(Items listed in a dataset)
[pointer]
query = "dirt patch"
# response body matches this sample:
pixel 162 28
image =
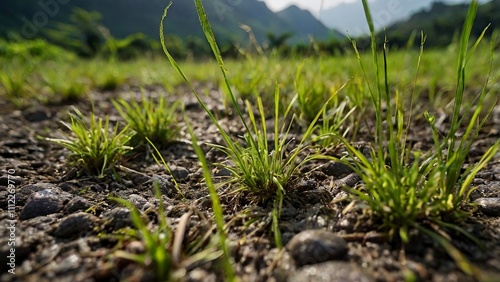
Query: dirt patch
pixel 66 225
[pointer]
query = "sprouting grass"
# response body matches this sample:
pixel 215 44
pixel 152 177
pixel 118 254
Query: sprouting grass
pixel 216 206
pixel 14 79
pixel 426 192
pixel 95 145
pixel 257 168
pixel 333 123
pixel 157 242
pixel 64 86
pixel 165 252
pixel 151 119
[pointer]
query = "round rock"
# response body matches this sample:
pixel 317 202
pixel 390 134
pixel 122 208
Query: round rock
pixel 315 246
pixel 332 271
pixel 43 202
pixel 489 206
pixel 75 224
pixel 118 218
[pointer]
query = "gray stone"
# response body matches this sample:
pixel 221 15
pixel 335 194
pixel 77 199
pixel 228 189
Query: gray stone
pixel 139 202
pixel 44 202
pixel 5 180
pixel 315 246
pixel 75 224
pixel 336 169
pixel 179 173
pixel 118 218
pixel 77 204
pixel 332 271
pixel 489 206
pixel 165 184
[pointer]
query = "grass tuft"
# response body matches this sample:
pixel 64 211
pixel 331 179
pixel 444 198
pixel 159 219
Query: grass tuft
pixel 95 145
pixel 150 119
pixel 428 192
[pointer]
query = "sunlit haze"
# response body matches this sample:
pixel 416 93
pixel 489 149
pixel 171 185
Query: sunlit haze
pixel 312 5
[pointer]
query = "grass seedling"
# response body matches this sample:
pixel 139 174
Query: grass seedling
pixel 216 206
pixel 67 89
pixel 333 124
pixel 258 169
pixel 154 120
pixel 15 83
pixel 408 190
pixel 164 253
pixel 95 145
pixel 157 242
pixel 312 93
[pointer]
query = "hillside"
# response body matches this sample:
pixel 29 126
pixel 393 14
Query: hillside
pixel 130 16
pixel 442 22
pixel 300 21
pixel 385 13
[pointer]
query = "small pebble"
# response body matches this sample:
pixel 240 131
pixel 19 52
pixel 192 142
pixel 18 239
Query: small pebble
pixel 489 206
pixel 332 271
pixel 118 218
pixel 315 246
pixel 44 202
pixel 75 224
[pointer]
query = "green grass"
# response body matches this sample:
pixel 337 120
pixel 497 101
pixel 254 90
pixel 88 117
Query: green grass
pixel 258 169
pixel 165 252
pixel 155 120
pixel 95 145
pixel 407 190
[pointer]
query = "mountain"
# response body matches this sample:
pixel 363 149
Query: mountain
pixel 350 17
pixel 442 22
pixel 124 17
pixel 301 22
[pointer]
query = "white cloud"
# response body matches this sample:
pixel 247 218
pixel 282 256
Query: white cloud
pixel 312 5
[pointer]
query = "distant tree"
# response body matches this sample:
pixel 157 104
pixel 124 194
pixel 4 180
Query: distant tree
pixel 278 42
pixel 84 34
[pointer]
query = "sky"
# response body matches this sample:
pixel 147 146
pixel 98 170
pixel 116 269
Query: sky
pixel 312 5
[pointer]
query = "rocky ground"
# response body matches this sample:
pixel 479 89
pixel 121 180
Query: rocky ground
pixel 66 228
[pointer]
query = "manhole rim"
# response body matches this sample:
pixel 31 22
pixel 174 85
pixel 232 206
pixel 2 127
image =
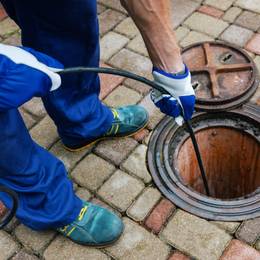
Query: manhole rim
pixel 188 199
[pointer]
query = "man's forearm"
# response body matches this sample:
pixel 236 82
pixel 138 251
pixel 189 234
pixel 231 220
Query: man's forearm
pixel 153 19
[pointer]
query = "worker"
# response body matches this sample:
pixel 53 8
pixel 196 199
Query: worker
pixel 68 32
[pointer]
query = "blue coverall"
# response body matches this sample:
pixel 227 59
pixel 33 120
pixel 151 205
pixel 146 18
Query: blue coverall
pixel 68 31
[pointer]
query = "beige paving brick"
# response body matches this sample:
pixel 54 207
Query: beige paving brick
pixel 144 204
pixel 27 118
pixel 252 5
pixel 195 236
pixel 92 171
pixel 132 62
pixel 220 4
pixel 122 96
pixel 114 4
pixel 182 11
pixel 121 190
pixel 110 44
pixel 138 243
pixel 108 20
pixel 8 246
pixel 155 115
pixel 195 37
pixel 8 27
pixel 22 255
pixel 203 23
pixel 230 227
pixel 45 132
pixel 231 14
pixel 33 240
pixel 116 150
pixel 181 32
pixel 14 39
pixel 137 45
pixel 127 28
pixel 70 159
pixel 84 194
pixel 236 35
pixel 35 107
pixel 249 20
pixel 63 248
pixel 136 164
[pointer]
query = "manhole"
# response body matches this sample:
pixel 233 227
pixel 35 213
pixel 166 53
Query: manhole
pixel 223 76
pixel 230 147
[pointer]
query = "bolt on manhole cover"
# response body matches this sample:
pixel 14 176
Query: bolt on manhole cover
pixel 229 139
pixel 223 76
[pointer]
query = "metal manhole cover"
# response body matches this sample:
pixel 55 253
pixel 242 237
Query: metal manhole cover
pixel 230 147
pixel 223 75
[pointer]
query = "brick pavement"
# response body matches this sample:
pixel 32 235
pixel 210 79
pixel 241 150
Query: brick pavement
pixel 117 176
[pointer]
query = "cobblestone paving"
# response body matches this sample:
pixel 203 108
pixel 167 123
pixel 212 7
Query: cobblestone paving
pixel 117 176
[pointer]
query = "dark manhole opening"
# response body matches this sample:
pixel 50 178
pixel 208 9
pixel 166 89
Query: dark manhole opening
pixel 231 159
pixel 230 146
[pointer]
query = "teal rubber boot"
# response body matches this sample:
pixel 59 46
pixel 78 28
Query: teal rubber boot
pixel 128 120
pixel 95 226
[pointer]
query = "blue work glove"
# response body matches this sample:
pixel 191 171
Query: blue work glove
pixel 181 101
pixel 25 73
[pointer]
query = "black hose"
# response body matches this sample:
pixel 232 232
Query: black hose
pixel 152 84
pixel 13 210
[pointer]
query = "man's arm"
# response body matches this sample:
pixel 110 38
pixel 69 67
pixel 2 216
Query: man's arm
pixel 153 19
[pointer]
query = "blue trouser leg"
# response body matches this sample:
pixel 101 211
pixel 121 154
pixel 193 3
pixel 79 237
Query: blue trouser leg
pixel 46 196
pixel 68 31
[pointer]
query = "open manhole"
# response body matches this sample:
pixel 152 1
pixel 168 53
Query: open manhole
pixel 223 76
pixel 230 148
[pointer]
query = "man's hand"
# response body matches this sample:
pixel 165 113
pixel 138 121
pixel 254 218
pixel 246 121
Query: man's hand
pixel 25 73
pixel 181 101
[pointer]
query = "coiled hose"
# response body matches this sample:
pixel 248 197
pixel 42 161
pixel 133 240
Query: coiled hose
pixel 152 84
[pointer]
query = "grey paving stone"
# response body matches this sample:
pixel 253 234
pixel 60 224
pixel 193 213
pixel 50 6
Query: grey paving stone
pixel 195 236
pixel 8 247
pixel 220 4
pixel 84 194
pixel 70 159
pixel 35 107
pixel 249 20
pixel 155 115
pixel 127 28
pixel 110 44
pixel 45 133
pixel 22 255
pixel 108 20
pixel 203 23
pixel 122 96
pixel 230 227
pixel 63 248
pixel 116 150
pixel 138 243
pixel 195 37
pixel 252 5
pixel 137 45
pixel 144 204
pixel 120 190
pixel 136 164
pixel 33 240
pixel 92 171
pixel 236 35
pixel 182 11
pixel 231 14
pixel 249 231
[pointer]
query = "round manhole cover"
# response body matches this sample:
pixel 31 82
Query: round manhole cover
pixel 229 142
pixel 223 75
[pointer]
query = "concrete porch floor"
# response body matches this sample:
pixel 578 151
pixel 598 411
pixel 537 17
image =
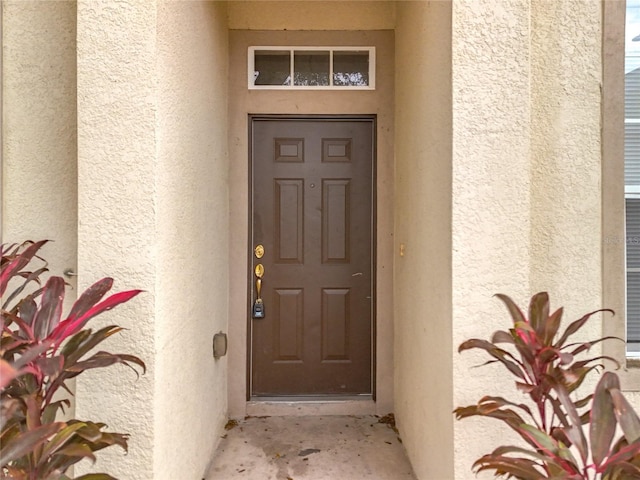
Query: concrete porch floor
pixel 311 448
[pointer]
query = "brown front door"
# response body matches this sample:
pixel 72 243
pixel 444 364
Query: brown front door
pixel 312 213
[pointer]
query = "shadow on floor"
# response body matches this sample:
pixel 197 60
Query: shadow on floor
pixel 311 448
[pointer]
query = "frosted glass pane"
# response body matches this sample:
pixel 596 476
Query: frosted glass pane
pixel 311 68
pixel 351 68
pixel 272 67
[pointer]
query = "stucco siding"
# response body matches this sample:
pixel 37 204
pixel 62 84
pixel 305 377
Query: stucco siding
pixel 566 157
pixel 39 128
pixel 190 395
pixel 304 15
pixel 526 179
pixel 490 197
pixel 422 275
pixel 117 210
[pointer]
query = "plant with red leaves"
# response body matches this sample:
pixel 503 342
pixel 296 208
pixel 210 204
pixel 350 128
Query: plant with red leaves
pixel 556 445
pixel 39 353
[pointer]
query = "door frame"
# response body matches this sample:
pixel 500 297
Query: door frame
pixel 369 118
pixel 242 102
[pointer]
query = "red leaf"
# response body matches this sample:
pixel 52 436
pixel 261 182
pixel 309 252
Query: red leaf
pixel 18 264
pixel 602 426
pixel 48 316
pixel 71 326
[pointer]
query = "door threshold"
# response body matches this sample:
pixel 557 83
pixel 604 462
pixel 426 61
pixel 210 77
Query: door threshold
pixel 311 406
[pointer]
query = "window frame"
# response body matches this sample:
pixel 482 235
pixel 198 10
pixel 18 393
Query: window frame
pixel 293 49
pixel 614 277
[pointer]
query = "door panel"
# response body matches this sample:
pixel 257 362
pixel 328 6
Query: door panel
pixel 312 212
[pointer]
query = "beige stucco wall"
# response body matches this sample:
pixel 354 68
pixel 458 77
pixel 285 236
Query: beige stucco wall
pixel 190 395
pixel 305 15
pixel 526 166
pixel 39 129
pixel 422 279
pixel 153 213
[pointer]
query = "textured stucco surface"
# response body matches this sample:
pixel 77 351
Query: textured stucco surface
pixel 491 196
pixel 192 225
pixel 305 15
pixel 526 194
pixel 117 211
pixel 422 277
pixel 39 128
pixel 153 213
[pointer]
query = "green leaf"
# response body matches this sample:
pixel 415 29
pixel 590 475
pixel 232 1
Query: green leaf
pixel 90 297
pixel 539 313
pixel 501 337
pixel 577 325
pixel 602 427
pixel 625 414
pixel 26 442
pixel 77 451
pixel 506 358
pixel 551 326
pixel 574 431
pixel 521 468
pixel 59 440
pixel 50 310
pixel 11 269
pixel 96 476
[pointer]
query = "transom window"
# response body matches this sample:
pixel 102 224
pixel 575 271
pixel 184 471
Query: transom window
pixel 316 68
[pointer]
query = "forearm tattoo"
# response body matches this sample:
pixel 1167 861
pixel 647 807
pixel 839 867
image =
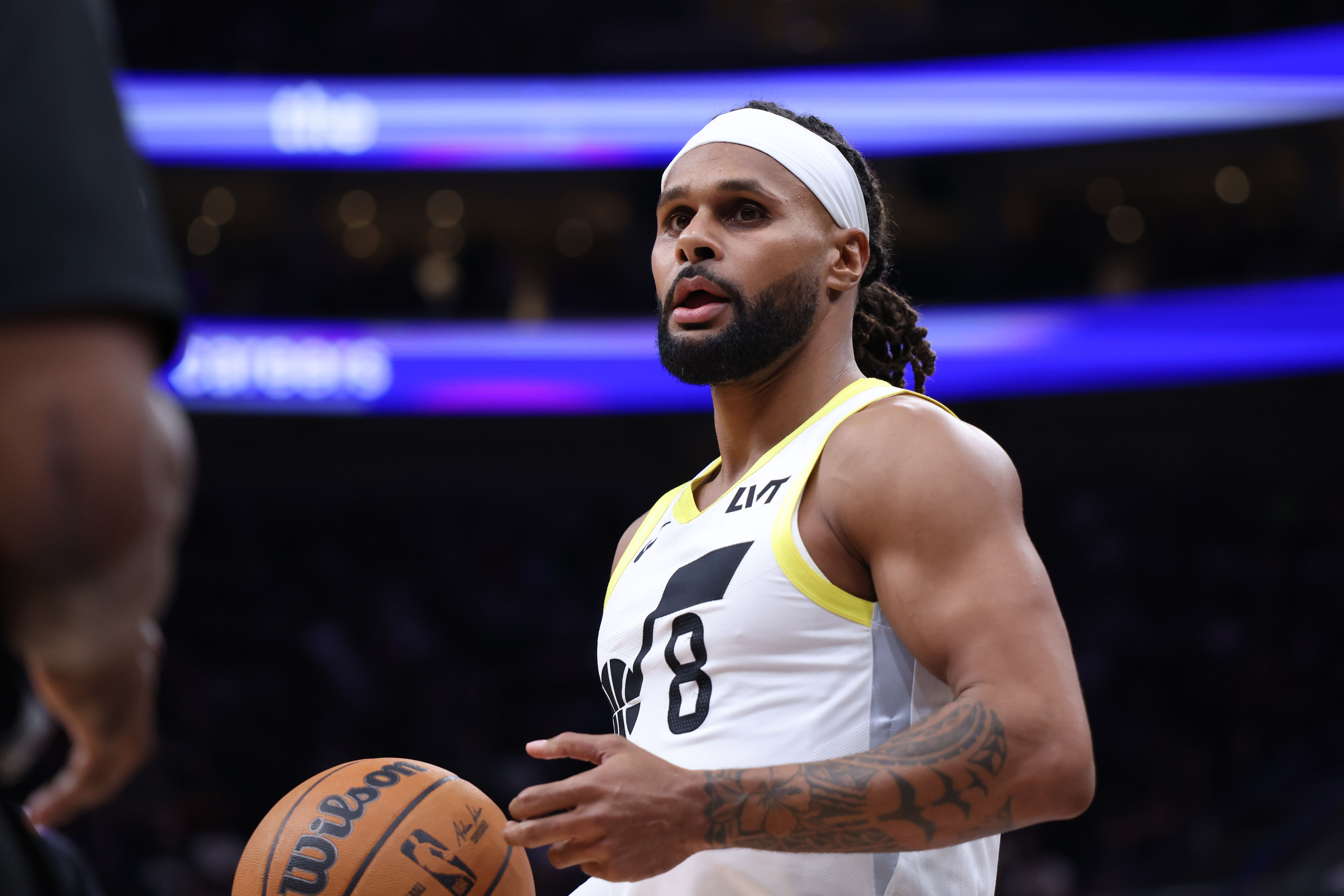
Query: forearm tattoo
pixel 935 781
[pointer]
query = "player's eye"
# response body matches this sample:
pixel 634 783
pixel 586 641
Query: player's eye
pixel 749 214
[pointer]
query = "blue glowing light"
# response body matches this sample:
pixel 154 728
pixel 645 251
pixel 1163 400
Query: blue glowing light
pixel 612 122
pixel 612 367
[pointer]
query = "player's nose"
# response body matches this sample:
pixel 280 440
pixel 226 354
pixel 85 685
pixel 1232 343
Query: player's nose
pixel 697 244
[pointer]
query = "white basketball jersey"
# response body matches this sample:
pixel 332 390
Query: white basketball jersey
pixel 724 647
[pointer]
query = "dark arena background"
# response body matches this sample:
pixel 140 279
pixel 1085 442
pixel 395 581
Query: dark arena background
pixel 424 577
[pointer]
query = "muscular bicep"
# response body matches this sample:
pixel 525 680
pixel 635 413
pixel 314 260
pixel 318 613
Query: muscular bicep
pixel 935 510
pixel 625 541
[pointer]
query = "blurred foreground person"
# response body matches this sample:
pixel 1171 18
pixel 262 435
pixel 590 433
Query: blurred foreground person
pixel 93 460
pixel 835 661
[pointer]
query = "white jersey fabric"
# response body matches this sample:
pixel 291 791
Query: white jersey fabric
pixel 724 647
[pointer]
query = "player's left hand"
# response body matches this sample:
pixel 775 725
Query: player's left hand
pixel 632 817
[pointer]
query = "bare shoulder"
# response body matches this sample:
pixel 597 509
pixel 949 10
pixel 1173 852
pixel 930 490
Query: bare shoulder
pixel 625 539
pixel 904 455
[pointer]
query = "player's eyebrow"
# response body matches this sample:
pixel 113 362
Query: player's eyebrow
pixel 732 186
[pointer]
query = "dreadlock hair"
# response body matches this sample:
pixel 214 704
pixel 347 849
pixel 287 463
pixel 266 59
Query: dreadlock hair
pixel 886 331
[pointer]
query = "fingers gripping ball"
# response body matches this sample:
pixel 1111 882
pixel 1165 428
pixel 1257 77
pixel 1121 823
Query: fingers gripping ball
pixel 384 828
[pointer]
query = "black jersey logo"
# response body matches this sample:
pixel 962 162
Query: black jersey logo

What you will do:
Each line from the one containing "Query: player's eyebrow" through the last line of the entries is to be copied exactly, with no other lines added.

Task response:
Query: player's eyebrow
pixel 732 186
[pointer]
query = "dreadlock hair"
# response body matches this sample:
pixel 214 704
pixel 347 849
pixel 287 463
pixel 266 59
Query: dreadlock hair
pixel 886 331
[pointer]
query = "fingers gripping ball"
# response body matches this sample:
pixel 1111 882
pixel 1165 428
pixel 1257 77
pixel 1121 823
Query: fingers gripping ball
pixel 384 828
[pointer]
query = "black jersey logo"
# response body matches this sample:
pixel 962 162
Query: black jersey logo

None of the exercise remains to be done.